BEGIN Extracted entries

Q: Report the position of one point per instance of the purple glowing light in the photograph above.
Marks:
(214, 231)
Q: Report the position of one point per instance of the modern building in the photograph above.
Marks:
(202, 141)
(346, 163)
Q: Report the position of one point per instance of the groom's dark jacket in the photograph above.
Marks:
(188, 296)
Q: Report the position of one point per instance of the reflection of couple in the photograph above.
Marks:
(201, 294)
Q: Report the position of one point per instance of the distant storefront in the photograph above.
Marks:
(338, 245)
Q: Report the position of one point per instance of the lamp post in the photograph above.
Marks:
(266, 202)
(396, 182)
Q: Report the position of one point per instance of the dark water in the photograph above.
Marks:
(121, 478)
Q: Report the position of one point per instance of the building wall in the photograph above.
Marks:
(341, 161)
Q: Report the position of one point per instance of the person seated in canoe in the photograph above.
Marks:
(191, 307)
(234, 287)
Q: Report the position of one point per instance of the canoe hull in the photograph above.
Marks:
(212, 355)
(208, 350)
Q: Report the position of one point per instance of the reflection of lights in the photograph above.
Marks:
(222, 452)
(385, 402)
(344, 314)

END Extracted entries
BEGIN Extracted entries

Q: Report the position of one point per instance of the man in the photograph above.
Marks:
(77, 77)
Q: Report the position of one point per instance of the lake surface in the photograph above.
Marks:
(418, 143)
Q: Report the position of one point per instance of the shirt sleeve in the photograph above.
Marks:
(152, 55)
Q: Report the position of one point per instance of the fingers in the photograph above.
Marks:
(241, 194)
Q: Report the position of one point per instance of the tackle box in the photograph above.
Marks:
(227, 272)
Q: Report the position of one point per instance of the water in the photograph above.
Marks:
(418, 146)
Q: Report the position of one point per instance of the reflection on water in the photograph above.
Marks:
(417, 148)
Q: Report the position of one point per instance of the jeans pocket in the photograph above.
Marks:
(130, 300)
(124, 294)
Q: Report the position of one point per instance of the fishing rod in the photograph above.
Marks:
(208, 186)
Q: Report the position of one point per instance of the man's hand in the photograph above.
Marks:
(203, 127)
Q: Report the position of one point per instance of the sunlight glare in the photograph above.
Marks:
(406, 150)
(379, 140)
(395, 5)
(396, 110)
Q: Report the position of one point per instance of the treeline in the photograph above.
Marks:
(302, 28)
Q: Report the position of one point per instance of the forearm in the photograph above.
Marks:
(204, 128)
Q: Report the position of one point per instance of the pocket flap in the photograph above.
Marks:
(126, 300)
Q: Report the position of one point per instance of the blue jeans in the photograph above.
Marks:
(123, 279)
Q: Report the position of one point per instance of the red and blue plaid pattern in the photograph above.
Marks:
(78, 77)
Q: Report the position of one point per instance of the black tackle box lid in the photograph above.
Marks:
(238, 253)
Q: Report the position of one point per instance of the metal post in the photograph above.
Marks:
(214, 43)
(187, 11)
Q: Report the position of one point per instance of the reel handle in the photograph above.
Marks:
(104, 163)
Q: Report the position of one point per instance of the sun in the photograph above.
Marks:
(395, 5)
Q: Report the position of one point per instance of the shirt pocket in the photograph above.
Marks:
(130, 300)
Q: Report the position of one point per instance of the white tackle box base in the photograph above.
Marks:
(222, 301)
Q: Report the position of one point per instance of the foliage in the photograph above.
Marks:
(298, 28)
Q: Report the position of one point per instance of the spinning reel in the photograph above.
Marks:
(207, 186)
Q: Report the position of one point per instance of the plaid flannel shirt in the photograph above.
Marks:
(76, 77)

END Extracted entries

→ **Work to be completed**:
Pull out every line of the entries above that contains the word "plaid".

→ **Right answer**:
Q: Report the position of one point per instance of the red and blue plaid pattern in the photograph above.
Q: Report the position of one point per instance of the plaid flannel shirt in the photograph above.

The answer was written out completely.